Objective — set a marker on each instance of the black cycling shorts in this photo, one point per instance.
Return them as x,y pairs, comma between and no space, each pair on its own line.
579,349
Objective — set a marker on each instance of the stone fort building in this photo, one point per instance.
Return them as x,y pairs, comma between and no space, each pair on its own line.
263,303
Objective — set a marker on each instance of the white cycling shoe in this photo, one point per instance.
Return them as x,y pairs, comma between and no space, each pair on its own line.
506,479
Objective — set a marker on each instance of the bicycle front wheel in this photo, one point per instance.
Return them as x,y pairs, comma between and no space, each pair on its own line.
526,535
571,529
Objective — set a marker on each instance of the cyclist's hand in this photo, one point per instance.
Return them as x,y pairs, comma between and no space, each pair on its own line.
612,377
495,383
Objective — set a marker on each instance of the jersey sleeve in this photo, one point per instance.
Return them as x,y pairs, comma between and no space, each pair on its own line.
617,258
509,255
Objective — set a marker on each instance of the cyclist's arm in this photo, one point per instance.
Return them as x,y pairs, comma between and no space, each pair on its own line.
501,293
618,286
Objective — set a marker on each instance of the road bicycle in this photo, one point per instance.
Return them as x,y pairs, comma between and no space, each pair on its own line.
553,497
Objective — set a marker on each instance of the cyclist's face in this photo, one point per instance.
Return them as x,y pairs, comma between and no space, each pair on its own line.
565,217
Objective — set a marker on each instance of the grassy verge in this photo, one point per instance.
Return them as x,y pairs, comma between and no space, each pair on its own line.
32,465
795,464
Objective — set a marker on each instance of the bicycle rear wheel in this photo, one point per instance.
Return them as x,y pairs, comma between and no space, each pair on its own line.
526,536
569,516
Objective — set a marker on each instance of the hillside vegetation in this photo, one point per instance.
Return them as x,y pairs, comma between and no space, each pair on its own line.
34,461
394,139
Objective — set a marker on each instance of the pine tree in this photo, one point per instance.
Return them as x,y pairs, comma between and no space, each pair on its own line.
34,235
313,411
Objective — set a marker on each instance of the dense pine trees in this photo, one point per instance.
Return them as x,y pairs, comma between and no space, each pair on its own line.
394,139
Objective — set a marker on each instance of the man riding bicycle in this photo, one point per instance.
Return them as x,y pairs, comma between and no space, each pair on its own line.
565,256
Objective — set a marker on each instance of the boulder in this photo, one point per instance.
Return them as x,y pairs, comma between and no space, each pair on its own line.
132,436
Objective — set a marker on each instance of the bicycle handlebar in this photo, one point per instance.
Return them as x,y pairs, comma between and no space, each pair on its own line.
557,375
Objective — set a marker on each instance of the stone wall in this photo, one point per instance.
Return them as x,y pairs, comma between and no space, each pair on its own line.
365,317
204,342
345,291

-------------------------

Task directions: Search the listing for the word "stone", and copy every line in which it is found.

Solution for this task:
Objective — set a marker on each instance of the stone fort building in this photo, one point per instance.
Objective — set a marker on each instance of the stone wall in this photo, one point per instance.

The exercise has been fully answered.